(begin)

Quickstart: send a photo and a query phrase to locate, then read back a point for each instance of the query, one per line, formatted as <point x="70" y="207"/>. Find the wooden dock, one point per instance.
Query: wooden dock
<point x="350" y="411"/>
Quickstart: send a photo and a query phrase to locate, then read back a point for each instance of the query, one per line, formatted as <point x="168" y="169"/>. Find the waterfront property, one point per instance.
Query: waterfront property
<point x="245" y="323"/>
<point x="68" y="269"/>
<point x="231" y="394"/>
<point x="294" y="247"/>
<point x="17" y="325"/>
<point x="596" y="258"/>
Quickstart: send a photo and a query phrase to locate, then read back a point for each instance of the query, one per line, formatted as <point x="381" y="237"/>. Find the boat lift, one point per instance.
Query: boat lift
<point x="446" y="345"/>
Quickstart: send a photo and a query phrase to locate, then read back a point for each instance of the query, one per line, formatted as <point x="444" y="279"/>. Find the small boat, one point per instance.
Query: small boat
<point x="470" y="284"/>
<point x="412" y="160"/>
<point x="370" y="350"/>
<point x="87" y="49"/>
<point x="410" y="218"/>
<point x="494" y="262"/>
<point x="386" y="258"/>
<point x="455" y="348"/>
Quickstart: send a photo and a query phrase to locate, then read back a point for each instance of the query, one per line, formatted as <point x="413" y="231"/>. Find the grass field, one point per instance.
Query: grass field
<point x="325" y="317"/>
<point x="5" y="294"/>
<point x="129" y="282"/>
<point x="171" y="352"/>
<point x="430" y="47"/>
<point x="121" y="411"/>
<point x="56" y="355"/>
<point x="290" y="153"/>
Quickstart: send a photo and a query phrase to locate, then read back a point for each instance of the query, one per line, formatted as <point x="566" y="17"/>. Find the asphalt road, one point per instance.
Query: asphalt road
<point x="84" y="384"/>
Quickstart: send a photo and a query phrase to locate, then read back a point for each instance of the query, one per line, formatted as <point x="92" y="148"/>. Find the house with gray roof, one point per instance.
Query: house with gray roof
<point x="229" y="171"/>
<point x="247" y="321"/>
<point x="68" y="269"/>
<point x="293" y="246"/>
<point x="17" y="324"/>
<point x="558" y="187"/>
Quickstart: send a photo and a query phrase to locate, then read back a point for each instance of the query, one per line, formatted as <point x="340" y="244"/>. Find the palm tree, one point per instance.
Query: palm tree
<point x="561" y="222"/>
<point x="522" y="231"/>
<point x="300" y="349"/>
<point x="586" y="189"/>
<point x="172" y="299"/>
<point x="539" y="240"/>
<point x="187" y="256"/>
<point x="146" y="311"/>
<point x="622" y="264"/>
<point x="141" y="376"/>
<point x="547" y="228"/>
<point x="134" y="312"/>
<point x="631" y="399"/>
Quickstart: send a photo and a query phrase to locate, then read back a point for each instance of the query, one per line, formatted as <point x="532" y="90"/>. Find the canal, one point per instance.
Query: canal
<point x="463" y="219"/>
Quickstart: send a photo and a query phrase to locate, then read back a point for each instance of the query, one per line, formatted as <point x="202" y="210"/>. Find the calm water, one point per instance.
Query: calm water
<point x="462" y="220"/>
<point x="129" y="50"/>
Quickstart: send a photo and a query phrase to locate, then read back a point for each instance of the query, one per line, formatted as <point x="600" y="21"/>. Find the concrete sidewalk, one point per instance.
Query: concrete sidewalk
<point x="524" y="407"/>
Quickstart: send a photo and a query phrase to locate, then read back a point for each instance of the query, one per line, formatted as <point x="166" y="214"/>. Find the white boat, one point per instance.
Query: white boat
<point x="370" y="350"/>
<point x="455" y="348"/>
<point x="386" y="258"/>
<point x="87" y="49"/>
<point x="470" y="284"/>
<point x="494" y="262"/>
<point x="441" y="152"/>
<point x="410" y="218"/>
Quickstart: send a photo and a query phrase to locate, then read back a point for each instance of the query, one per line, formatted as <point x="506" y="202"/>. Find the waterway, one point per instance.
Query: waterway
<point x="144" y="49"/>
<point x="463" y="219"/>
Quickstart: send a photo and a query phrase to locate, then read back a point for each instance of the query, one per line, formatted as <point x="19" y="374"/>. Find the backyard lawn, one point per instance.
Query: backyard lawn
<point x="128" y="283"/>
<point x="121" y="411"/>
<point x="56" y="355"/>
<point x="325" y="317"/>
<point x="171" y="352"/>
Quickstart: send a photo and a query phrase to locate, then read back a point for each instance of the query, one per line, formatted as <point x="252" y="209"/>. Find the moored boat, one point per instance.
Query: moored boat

(end)

[Do this] Output the listing above exactly as it appears.

[Solution to the exercise]
Quickstart: send a photo and a query phrase to locate, then read back a point for each instance of the query, one per line, formatted as <point x="70" y="207"/>. Find the wooden dock, one point per instance.
Query: wooden dock
<point x="350" y="411"/>
Quickstart: send a photo and a query phrase to locate, then read back a point for each instance of the query, one per line, formatted as <point x="168" y="169"/>. Find the waterfront property, one point per instance.
Query: waterfront property
<point x="245" y="323"/>
<point x="68" y="269"/>
<point x="231" y="394"/>
<point x="294" y="247"/>
<point x="17" y="325"/>
<point x="596" y="258"/>
Quickstart: send a photo and a query phrase to locate, then read back a point for each instance of the query, one per line, formatted as <point x="381" y="237"/>. Find the boat lift, one point per instance.
Query: boat lift
<point x="446" y="345"/>
Quickstart: send a photo and a query phrase to locate, then read back a point for each instance of the query, one per line, formatted as <point x="444" y="279"/>. Find the small boat, one point per instance.
Query: small boat
<point x="470" y="284"/>
<point x="412" y="160"/>
<point x="370" y="350"/>
<point x="87" y="49"/>
<point x="410" y="218"/>
<point x="494" y="262"/>
<point x="386" y="258"/>
<point x="455" y="348"/>
Quickstart: send a photo and a query phrase to locate, then read back a point for each instance of the query, one per line, formatted as <point x="413" y="231"/>. Find the grass field, one point per instance.
Query: grass field
<point x="325" y="317"/>
<point x="5" y="294"/>
<point x="129" y="282"/>
<point x="171" y="352"/>
<point x="430" y="47"/>
<point x="121" y="411"/>
<point x="56" y="355"/>
<point x="290" y="153"/>
Quickstart: send a photo and a query phrase to locate, then read back a point for each instance of the query, one per line, formatted as <point x="566" y="17"/>. Find the asphalt road, one point per instance.
Query: asphalt road
<point x="84" y="384"/>
Quickstart: send a photo and a query phrase to locate, then read back a point for each instance of the query, one per line, formatted as <point x="92" y="148"/>. Find the house with gray roof, one point per instance.
Query: house with gray roof
<point x="229" y="171"/>
<point x="247" y="321"/>
<point x="68" y="269"/>
<point x="293" y="246"/>
<point x="17" y="324"/>
<point x="558" y="187"/>
Quickstart: send a photo and a query phrase to locate, then read back a point for each instance of the query, one per line, formatted as <point x="340" y="244"/>. Find the palm tree, one point per instance.
Query: palm tree
<point x="561" y="222"/>
<point x="522" y="231"/>
<point x="300" y="349"/>
<point x="586" y="189"/>
<point x="172" y="299"/>
<point x="539" y="240"/>
<point x="187" y="256"/>
<point x="146" y="311"/>
<point x="622" y="264"/>
<point x="141" y="376"/>
<point x="547" y="228"/>
<point x="134" y="312"/>
<point x="631" y="399"/>
Quickstart: send a photo and a query phrase to locate, then read back a point for each instance of the query, one per line, formatted as <point x="532" y="90"/>. Find the canal, one point per instance.
Query: canal
<point x="463" y="219"/>
Quickstart: send a photo and a query phrase to locate, then read back a point for each instance of the query, one per line, formatted as <point x="202" y="210"/>. Find the calm water, one point per instance.
Query: calm water
<point x="462" y="220"/>
<point x="129" y="50"/>
Quickstart: send a photo and a query phrase to locate, then read back a point for each instance of the query, one per line, formatted as <point x="600" y="21"/>. Find the concrete sidewalk, one point per instance.
Query: concrete sidewalk
<point x="524" y="407"/>
Quickstart: send a photo and a query phrase to locate, then read back a point for each instance of the query, one per line, formatted as <point x="166" y="214"/>. Find the white boat, one point per instance.
Query: white boat
<point x="370" y="350"/>
<point x="455" y="348"/>
<point x="386" y="258"/>
<point x="87" y="49"/>
<point x="470" y="284"/>
<point x="494" y="262"/>
<point x="441" y="152"/>
<point x="410" y="218"/>
Quickstart: send a photo and a query phrase to locate, then read back a point for each instance of the query, one per line, formatted as <point x="506" y="202"/>. Find the waterway, one point per instance.
Query: waterway
<point x="144" y="49"/>
<point x="463" y="219"/>
Quickstart: send a photo and a query phrase to locate, then read back a point for each instance of the query, one per line, formatted as <point x="19" y="374"/>. Find the backyard lawn, one point per instance.
Query: backyard lawn
<point x="128" y="283"/>
<point x="121" y="411"/>
<point x="56" y="355"/>
<point x="325" y="317"/>
<point x="171" y="352"/>
Quickstart: send a photo and a query phrase to locate, then read back a point for each instance of the query, one per line, formatted as <point x="252" y="209"/>. Find the moored boat, one point per instance.
Query: moored boat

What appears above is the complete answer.